> _DIRECTIONS FOR THIS TASK_:
Reproduce the full passage on green bond issuance below, word for word.

*** SELECTED EXTRACT ***

Green bond issuance is growing dramatically, and so are the challenges resulting from a lack of standardisation among green bond offerings. Global green bond issuance topped $290 billion in 2020. Despite slowing in the first half due to COVID-19, issuance saw a 9% increase over 2019. Projected green bond issuance for 2021 could reach $400 billion – $450 billion.
Green bond issuance
Although green bond issuance has grown rapidly, sustained long-term growth of the green bond market will require solutions that foster standardisation. The following standardisation issues must be addressed:
- There is a notable lack of common disclosure frameworks for each asset class of green bonds, compounded by the technical nature of ‘green’ disclosure data points. However, private-sector driven solutions are helping trade associations and industry groups address this challenge head on.
- Many jurisdictions lack a clear legal definition of what qualifies as a ‘green bond’. The EU moved first toward adopting a standard classification system for what constitutes a green bond, and the United States Securities and Exchange Commission (the SEC) or other financial regulators may adopt a standard classification system for what constitutes a green bond and may require non-financial disclosures about green bonds.

*** SOURCE INFORMATION ***

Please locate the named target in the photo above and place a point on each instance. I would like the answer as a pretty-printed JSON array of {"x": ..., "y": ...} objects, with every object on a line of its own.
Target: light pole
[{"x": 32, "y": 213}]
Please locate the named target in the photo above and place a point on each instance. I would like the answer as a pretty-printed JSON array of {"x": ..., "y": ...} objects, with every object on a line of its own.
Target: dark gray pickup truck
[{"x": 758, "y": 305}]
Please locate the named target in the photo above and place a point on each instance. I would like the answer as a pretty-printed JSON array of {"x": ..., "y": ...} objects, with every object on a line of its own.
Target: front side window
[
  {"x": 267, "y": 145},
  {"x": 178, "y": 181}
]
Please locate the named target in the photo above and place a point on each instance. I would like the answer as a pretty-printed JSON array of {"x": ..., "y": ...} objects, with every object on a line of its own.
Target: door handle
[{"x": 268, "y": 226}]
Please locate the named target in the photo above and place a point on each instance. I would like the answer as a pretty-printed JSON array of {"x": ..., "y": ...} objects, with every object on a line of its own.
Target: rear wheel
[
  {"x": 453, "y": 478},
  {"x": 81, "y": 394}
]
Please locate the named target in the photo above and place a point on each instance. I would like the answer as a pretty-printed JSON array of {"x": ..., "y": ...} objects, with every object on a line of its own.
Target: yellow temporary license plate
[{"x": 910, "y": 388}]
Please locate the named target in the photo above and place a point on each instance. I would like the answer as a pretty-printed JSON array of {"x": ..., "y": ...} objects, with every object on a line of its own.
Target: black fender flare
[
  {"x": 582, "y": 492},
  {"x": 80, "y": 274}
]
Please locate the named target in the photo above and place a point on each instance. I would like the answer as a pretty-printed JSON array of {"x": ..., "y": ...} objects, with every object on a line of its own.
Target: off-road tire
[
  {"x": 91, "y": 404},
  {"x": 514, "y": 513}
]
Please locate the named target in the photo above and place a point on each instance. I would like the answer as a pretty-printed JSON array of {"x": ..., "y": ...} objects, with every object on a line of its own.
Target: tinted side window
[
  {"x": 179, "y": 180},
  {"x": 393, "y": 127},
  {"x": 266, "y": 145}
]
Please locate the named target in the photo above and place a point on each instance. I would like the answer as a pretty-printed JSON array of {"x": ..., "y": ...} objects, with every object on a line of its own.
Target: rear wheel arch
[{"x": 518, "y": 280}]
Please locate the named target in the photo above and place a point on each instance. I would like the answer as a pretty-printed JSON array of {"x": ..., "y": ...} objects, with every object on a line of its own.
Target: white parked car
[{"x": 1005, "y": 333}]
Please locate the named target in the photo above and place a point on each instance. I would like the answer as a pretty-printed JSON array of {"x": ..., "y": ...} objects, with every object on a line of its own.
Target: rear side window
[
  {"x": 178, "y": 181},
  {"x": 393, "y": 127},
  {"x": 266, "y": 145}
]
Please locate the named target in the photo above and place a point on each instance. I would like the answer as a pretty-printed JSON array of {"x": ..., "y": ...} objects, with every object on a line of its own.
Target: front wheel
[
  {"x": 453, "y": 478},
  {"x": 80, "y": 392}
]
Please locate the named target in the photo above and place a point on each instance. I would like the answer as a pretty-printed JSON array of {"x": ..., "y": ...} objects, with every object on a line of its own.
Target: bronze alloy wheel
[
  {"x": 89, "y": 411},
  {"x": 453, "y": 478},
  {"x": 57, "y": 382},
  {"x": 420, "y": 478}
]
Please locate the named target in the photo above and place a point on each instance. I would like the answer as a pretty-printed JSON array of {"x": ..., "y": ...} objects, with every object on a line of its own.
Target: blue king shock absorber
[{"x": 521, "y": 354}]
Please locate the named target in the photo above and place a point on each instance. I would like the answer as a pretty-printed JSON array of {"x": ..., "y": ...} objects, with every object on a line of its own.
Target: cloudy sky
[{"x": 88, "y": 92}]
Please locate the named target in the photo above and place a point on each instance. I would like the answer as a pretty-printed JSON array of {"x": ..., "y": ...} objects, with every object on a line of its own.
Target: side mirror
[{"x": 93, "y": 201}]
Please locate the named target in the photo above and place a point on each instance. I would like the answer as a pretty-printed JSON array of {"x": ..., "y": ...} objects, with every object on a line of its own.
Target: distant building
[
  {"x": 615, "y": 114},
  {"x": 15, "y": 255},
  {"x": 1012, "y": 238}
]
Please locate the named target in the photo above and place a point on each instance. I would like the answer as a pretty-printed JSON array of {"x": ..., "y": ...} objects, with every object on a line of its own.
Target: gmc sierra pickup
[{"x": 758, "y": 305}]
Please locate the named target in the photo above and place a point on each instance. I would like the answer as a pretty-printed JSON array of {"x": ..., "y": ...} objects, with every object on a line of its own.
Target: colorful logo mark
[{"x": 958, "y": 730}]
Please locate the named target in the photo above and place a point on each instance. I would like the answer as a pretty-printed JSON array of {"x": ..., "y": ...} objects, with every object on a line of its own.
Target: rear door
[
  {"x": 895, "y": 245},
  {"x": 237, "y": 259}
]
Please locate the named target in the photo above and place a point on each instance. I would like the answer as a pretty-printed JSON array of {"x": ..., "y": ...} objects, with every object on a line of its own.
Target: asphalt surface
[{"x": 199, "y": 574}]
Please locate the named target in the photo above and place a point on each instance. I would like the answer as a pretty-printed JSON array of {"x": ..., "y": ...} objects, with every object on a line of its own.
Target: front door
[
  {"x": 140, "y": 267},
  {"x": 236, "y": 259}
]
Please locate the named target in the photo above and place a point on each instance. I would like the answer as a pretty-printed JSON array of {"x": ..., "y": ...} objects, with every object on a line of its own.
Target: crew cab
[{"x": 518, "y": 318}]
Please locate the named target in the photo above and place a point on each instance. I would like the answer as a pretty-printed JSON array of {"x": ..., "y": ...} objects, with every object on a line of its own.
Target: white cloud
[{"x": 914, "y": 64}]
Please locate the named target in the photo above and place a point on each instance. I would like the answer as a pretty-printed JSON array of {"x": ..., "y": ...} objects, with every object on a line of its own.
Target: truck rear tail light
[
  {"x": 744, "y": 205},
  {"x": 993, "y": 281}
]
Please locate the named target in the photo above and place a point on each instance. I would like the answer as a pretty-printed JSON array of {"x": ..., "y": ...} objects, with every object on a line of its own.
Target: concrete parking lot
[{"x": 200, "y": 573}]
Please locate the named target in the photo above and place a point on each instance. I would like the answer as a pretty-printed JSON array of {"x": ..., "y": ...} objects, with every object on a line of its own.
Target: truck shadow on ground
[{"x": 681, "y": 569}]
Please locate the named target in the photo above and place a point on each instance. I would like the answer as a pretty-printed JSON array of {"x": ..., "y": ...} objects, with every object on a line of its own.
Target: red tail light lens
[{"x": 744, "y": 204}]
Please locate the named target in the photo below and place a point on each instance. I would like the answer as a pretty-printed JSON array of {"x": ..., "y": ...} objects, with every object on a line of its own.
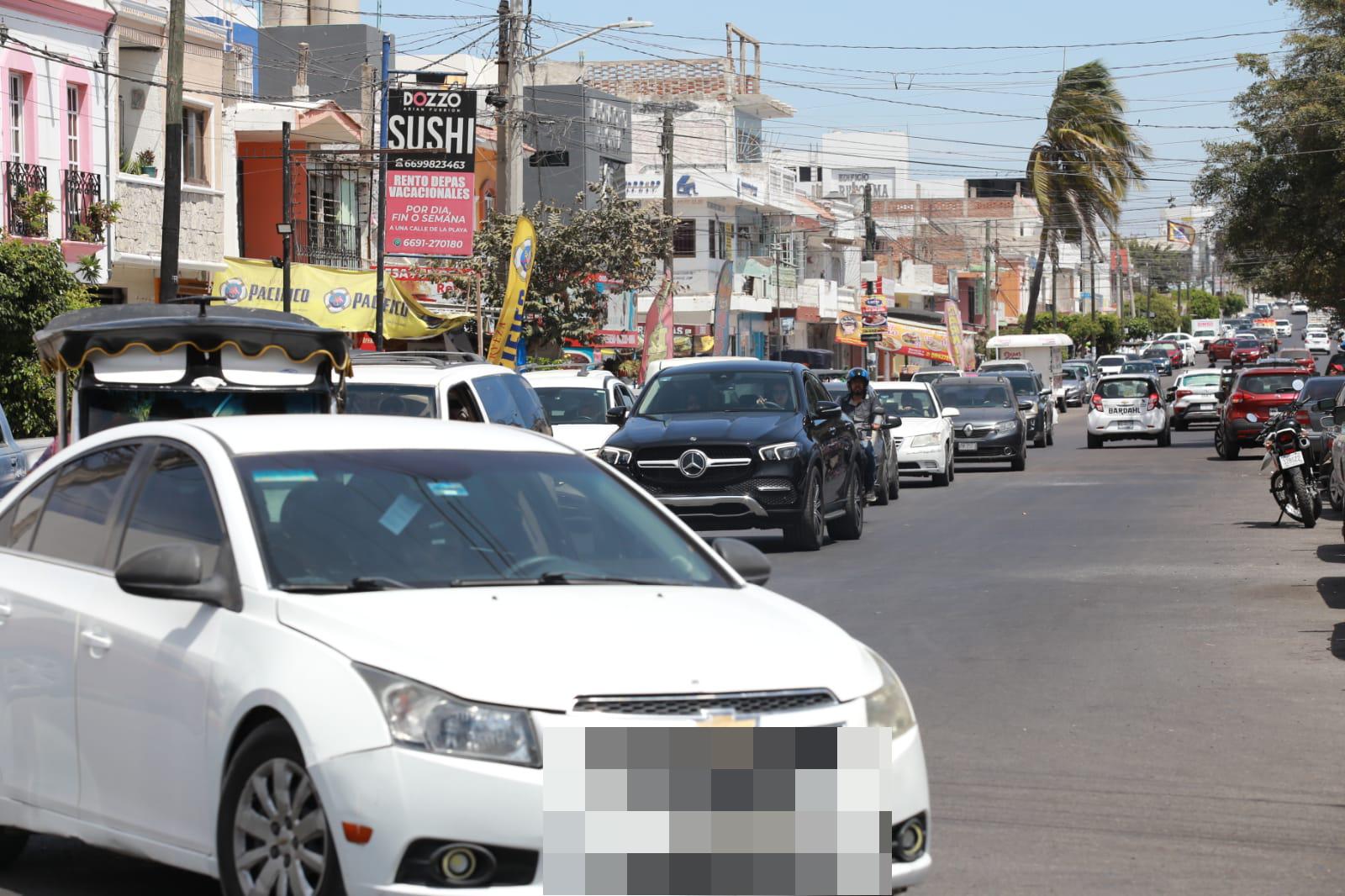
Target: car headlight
[
  {"x": 784, "y": 451},
  {"x": 427, "y": 719},
  {"x": 889, "y": 705}
]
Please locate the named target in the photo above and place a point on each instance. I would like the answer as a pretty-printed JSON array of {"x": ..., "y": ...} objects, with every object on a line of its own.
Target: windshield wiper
[{"x": 358, "y": 582}]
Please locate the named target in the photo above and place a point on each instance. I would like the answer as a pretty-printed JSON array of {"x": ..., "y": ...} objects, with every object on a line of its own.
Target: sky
[{"x": 970, "y": 81}]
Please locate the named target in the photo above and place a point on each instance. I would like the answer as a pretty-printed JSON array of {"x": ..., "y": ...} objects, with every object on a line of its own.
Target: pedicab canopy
[{"x": 71, "y": 340}]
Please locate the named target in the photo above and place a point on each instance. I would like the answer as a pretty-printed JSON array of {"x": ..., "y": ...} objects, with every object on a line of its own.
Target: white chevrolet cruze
[{"x": 311, "y": 656}]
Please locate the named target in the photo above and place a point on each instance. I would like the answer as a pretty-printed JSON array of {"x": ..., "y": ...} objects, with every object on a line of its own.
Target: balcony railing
[
  {"x": 22, "y": 179},
  {"x": 81, "y": 188},
  {"x": 326, "y": 242}
]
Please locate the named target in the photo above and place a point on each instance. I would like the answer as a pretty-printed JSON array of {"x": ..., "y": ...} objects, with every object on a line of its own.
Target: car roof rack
[{"x": 440, "y": 360}]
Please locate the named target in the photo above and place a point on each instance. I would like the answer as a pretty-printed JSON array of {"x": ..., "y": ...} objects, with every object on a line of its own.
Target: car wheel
[
  {"x": 13, "y": 841},
  {"x": 809, "y": 532},
  {"x": 273, "y": 835},
  {"x": 851, "y": 526}
]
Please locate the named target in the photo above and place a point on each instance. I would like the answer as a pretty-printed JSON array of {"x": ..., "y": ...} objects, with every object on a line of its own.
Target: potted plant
[{"x": 33, "y": 210}]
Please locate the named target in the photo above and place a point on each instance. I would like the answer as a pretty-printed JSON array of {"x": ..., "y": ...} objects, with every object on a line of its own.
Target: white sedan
[
  {"x": 313, "y": 656},
  {"x": 925, "y": 444}
]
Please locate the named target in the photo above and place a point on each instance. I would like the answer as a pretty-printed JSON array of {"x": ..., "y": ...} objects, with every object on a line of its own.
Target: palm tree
[{"x": 1083, "y": 166}]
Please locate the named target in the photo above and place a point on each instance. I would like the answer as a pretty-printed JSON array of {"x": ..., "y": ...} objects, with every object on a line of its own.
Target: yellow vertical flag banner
[{"x": 509, "y": 329}]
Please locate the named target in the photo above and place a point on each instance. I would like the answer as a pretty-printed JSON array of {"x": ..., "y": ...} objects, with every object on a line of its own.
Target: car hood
[
  {"x": 752, "y": 427},
  {"x": 541, "y": 646},
  {"x": 583, "y": 436}
]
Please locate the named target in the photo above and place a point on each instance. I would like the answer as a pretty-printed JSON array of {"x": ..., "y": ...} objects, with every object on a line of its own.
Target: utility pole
[
  {"x": 509, "y": 128},
  {"x": 172, "y": 154},
  {"x": 666, "y": 151},
  {"x": 287, "y": 229}
]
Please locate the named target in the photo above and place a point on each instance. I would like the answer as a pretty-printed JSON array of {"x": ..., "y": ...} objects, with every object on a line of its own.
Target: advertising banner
[
  {"x": 508, "y": 340},
  {"x": 331, "y": 298},
  {"x": 901, "y": 336},
  {"x": 430, "y": 195},
  {"x": 658, "y": 326},
  {"x": 723, "y": 300}
]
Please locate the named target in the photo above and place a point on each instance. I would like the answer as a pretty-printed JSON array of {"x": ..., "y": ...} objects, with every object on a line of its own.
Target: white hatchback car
[
  {"x": 578, "y": 403},
  {"x": 318, "y": 656},
  {"x": 1127, "y": 407},
  {"x": 925, "y": 444}
]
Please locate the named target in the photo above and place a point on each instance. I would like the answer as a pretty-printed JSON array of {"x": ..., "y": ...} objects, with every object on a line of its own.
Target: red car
[
  {"x": 1221, "y": 350},
  {"x": 1247, "y": 351},
  {"x": 1248, "y": 403}
]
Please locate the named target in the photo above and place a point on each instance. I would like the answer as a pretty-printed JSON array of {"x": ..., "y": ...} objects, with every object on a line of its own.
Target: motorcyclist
[{"x": 865, "y": 409}]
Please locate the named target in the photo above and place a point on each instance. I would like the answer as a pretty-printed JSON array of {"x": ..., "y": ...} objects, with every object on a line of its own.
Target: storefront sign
[{"x": 430, "y": 195}]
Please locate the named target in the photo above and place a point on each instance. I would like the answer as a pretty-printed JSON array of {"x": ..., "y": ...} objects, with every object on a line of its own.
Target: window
[
  {"x": 194, "y": 145},
  {"x": 683, "y": 239},
  {"x": 73, "y": 125},
  {"x": 18, "y": 525},
  {"x": 15, "y": 116},
  {"x": 175, "y": 508},
  {"x": 499, "y": 403},
  {"x": 74, "y": 524}
]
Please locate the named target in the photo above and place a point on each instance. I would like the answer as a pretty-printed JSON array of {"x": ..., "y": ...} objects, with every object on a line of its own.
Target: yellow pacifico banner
[
  {"x": 331, "y": 298},
  {"x": 509, "y": 329}
]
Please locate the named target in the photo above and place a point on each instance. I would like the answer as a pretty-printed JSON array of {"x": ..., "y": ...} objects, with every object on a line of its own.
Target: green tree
[
  {"x": 1083, "y": 166},
  {"x": 618, "y": 237},
  {"x": 1278, "y": 188},
  {"x": 34, "y": 288}
]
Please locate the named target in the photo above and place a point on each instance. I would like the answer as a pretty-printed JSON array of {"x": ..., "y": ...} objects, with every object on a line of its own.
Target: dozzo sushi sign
[{"x": 430, "y": 171}]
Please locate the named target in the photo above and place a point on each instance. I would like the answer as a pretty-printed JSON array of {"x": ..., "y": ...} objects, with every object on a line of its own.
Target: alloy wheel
[{"x": 280, "y": 833}]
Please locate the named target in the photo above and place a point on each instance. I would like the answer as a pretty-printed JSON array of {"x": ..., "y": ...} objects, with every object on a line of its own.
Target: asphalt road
[{"x": 1127, "y": 678}]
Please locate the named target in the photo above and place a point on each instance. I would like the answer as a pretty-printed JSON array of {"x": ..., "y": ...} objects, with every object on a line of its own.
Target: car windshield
[
  {"x": 1126, "y": 389},
  {"x": 973, "y": 396},
  {"x": 573, "y": 405},
  {"x": 389, "y": 400},
  {"x": 105, "y": 408},
  {"x": 692, "y": 392},
  {"x": 367, "y": 519},
  {"x": 907, "y": 403},
  {"x": 1269, "y": 383}
]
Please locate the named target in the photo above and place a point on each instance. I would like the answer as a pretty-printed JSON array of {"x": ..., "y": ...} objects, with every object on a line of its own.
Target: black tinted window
[
  {"x": 174, "y": 508},
  {"x": 499, "y": 403},
  {"x": 19, "y": 522},
  {"x": 74, "y": 524}
]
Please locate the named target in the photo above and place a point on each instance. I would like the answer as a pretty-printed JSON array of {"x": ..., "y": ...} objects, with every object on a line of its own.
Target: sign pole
[{"x": 382, "y": 202}]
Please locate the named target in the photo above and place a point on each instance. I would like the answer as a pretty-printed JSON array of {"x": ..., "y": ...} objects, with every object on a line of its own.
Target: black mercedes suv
[{"x": 744, "y": 444}]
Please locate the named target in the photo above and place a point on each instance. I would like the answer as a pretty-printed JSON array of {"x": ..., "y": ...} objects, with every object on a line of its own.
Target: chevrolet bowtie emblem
[{"x": 725, "y": 719}]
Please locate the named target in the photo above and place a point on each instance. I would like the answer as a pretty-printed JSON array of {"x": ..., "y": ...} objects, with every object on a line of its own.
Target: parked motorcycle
[{"x": 1295, "y": 479}]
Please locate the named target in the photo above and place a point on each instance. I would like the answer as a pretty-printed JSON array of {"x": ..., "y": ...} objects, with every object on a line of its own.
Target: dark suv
[{"x": 746, "y": 444}]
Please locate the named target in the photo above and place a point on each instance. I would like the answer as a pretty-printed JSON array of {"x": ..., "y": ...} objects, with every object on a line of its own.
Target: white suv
[
  {"x": 446, "y": 385},
  {"x": 578, "y": 403}
]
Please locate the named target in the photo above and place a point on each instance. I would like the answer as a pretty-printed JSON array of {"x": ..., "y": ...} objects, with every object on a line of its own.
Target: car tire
[
  {"x": 266, "y": 754},
  {"x": 851, "y": 526},
  {"x": 13, "y": 840},
  {"x": 810, "y": 530}
]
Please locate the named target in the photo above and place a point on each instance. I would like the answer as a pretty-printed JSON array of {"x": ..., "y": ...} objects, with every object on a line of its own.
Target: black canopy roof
[{"x": 67, "y": 342}]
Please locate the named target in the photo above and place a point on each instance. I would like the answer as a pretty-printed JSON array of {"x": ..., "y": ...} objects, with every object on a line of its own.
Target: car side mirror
[
  {"x": 744, "y": 559},
  {"x": 174, "y": 572}
]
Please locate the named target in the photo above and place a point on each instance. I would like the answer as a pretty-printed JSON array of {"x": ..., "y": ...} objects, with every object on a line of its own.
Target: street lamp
[{"x": 509, "y": 192}]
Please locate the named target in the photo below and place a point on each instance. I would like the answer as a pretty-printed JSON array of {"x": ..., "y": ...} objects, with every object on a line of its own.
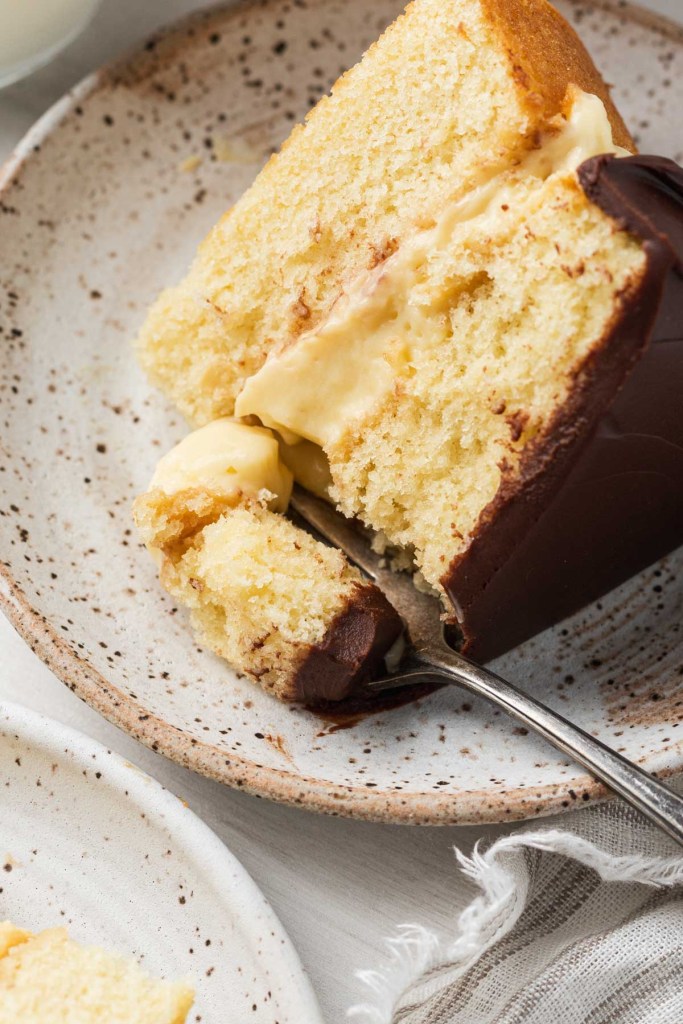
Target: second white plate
[{"x": 90, "y": 842}]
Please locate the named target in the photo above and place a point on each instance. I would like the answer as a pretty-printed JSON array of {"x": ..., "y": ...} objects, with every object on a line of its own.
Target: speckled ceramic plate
[
  {"x": 90, "y": 842},
  {"x": 101, "y": 206}
]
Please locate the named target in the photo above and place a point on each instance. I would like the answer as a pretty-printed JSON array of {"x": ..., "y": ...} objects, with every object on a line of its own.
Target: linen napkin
[{"x": 578, "y": 925}]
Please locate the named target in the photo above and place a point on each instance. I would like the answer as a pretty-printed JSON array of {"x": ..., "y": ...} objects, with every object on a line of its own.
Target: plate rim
[
  {"x": 46, "y": 734},
  {"x": 469, "y": 807}
]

***

> _RESULT OF THIS TASK_:
Green bond issuance is growing dramatically, and so are the challenges resulting from a lack of standardisation among green bond offerings. Global green bond issuance topped $290 billion in 2020. Despite slowing in the first half due to COVID-19, issuance saw a 9% increase over 2019. Projected green bond issuance for 2021 could reach $400 billion – $450 billion.
Green bond issuance
Although green bond issuance has grown rapidly, sustained long-term growth of the green bond market will require solutions that foster standardisation. The following standardisation issues must be addressed:
- There is a notable lack of common disclosure frameworks for each asset class of green bonds, compounded by the technical nature of ‘green’ disclosure data points. However, private-sector driven solutions are helping trade associations and industry groups address this challenge head on.
- Many jurisdictions lack a clear legal definition of what qualifies as a ‘green bond’. The EU moved first toward adopting a standard classification system for what constitutes a green bond, and the United States Securities and Exchange Commission (the SEC) or other financial regulators may adopt a standard classification system for what constitutes a green bond and may require non-financial disclosures about green bonds.